■ 本文 ■
第21話 忍者なのか何なのか

 現在、私は柔道を子供に教えたりもしている

町道場と言うものではなく、私立の高校の柔道部とその顧問が小中生、社会人にも門戸を解放して柔道教室を行っている

そこで私は柔道部顧問の手伝いだ


もうやめてしまった指導者に、Zさんがいる。指導者の期間では、私と少ししかダブっていない

Zさんは30代後半ではあったが、184センチ85キロ位か、だらしなく太ってはいない。見事に均整の取れた体格、名選手の風格だった

しかし私と初めて会った頃には、膝を痛めていると言って、ろくに柔道はできておらず、準備体操だけだった

そしてある時、子供たちと柔道をしたいから膝を手術すると言い出した

どうやら手術をした

そして復帰はしたが、なかなか膝は治らない

それでも子供たちの試合でZさんは審判として貢献していた

審判をするという事は、それなりのライセンスを取得・登録が必要で、試合があれば1日拘束されてしまう。私はいまだにそこには足を踏み入れてない。時間を取られるのが嫌だ。申し訳ないが情熱が不足している

なので、Zさんは尊敬に値していた


Zさんは、子供たちに厳しかった。「友達がやっている試合をちゃんと見ろ」これは当たり前のことだ。しかし「水分補給、水筒の水を飲むときに、審判の方を向いて飲むな」隠れて飲めと言うのかな、それは私はあまり聞いたことのない作法だった。

■ 課題 1 ■
本文によると、Zさんの体格はおよそ身長何センチ、体重何キロとされていますか。
本文とエントリは、それぞれ別の出典に由来します。

■ 提供データ ■
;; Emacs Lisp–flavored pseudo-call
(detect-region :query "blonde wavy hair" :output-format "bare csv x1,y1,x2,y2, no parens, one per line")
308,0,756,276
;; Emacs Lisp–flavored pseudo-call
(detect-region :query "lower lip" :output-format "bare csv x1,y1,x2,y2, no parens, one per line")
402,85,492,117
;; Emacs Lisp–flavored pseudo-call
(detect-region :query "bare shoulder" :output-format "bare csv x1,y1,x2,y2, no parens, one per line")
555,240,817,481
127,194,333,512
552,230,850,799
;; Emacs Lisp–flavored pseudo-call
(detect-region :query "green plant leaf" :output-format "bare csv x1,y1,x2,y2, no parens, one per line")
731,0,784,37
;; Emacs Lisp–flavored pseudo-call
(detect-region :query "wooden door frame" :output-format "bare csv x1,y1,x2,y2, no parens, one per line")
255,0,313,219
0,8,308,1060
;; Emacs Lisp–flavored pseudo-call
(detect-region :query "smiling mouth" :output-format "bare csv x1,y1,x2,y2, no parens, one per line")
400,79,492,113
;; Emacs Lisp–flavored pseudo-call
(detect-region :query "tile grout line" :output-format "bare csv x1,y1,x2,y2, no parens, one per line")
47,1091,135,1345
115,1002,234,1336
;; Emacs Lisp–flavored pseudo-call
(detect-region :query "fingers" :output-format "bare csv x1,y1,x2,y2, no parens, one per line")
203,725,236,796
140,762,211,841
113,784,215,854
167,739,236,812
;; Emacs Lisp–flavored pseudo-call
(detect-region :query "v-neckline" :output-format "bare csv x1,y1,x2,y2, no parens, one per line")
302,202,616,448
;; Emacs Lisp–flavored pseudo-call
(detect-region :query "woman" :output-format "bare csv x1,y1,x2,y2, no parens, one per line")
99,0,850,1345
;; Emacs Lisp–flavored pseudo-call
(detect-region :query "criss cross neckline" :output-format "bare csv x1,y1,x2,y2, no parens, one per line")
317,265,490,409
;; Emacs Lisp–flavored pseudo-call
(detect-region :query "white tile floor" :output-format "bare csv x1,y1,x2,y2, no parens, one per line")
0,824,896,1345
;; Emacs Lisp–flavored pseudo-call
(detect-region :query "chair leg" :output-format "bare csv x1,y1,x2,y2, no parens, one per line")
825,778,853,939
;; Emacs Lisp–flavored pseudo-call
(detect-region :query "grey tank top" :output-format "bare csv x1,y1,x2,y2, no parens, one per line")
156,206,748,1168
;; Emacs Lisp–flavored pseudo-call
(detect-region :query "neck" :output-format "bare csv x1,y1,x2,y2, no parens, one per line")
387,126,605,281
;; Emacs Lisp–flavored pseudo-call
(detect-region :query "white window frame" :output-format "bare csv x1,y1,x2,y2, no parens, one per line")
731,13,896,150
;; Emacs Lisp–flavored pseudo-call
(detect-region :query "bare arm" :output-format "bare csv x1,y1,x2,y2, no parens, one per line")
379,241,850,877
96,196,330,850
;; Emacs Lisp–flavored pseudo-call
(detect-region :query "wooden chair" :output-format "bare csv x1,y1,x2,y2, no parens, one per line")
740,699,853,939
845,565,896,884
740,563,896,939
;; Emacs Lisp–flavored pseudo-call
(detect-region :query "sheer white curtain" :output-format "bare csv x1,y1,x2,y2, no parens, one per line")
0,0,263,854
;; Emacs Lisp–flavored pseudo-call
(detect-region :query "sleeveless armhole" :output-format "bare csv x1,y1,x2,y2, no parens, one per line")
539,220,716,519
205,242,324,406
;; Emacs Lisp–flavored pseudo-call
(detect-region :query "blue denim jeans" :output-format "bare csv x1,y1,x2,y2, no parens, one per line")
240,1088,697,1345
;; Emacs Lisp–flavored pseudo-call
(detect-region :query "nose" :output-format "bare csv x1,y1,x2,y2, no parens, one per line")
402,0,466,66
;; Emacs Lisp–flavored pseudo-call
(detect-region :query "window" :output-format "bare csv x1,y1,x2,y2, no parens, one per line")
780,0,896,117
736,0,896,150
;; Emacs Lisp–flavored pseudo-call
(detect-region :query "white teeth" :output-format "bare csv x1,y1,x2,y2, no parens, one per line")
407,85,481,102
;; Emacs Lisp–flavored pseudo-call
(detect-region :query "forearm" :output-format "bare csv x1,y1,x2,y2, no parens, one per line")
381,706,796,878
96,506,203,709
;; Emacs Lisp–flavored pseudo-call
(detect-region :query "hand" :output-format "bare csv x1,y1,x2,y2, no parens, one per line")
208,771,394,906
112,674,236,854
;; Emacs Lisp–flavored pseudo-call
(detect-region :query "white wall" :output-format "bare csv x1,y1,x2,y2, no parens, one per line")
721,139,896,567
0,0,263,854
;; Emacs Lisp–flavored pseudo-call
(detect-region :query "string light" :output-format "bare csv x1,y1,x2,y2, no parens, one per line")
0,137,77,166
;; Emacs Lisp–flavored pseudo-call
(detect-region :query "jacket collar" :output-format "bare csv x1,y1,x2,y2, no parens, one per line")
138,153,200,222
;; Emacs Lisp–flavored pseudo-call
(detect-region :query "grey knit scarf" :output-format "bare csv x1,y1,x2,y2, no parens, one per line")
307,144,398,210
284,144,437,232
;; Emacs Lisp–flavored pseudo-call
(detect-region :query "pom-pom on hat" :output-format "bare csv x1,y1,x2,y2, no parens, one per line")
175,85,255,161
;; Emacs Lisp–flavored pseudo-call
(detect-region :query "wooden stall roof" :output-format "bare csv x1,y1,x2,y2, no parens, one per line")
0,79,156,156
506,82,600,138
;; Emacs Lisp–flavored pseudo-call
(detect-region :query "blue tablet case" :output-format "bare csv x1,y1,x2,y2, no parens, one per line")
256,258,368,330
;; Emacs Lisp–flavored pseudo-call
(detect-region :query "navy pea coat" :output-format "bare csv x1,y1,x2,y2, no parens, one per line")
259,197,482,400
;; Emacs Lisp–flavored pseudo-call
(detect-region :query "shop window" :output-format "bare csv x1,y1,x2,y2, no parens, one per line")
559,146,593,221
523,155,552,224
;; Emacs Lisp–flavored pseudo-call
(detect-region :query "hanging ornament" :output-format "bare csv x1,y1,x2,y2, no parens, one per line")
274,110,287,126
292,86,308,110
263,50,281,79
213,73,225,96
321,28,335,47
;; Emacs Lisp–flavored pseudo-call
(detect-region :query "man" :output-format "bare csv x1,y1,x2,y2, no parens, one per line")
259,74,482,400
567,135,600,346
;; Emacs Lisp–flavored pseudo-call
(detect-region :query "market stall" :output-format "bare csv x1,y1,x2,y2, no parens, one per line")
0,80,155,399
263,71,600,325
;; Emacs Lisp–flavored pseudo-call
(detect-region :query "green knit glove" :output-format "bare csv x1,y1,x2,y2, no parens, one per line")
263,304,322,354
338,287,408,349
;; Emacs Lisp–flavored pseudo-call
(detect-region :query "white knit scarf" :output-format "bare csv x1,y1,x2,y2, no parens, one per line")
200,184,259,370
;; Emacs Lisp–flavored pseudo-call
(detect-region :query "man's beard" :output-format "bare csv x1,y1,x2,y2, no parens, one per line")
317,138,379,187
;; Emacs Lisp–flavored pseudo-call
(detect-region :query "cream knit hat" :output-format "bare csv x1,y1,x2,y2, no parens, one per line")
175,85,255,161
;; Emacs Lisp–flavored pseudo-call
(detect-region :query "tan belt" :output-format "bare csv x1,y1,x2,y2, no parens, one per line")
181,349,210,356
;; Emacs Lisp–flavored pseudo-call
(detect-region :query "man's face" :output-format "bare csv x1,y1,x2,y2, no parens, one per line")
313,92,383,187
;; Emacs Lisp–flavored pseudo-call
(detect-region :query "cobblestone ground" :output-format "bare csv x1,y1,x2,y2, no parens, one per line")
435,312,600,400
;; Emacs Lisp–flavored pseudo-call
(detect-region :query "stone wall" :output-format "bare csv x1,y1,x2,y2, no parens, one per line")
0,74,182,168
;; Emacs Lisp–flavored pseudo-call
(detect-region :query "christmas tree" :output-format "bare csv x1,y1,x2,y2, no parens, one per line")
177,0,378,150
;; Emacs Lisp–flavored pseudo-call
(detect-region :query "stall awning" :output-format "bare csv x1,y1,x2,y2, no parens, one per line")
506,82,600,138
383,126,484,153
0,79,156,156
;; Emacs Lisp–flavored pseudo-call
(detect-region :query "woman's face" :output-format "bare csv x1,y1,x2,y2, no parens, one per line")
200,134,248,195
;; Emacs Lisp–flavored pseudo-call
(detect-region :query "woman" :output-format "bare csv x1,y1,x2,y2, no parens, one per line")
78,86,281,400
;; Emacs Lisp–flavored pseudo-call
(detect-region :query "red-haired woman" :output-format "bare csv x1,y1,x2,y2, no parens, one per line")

■ 課題 2 ■
エントリのうち、文字列「tile」を含む行をすべて示してください。大文字と小文字は区別します。

■ 解答全文 1 ■
身長184センチ、体重85キロ位です。

■ 解答全文 2 ■
(detect-region :query "tile grout line" :output-format "bare csv x1,y1,x2,y2, no parens, one per line")
(detect-region :query "white tile floor" :output-format "bare csv x1,y1,x2,y2, no parens, one per line")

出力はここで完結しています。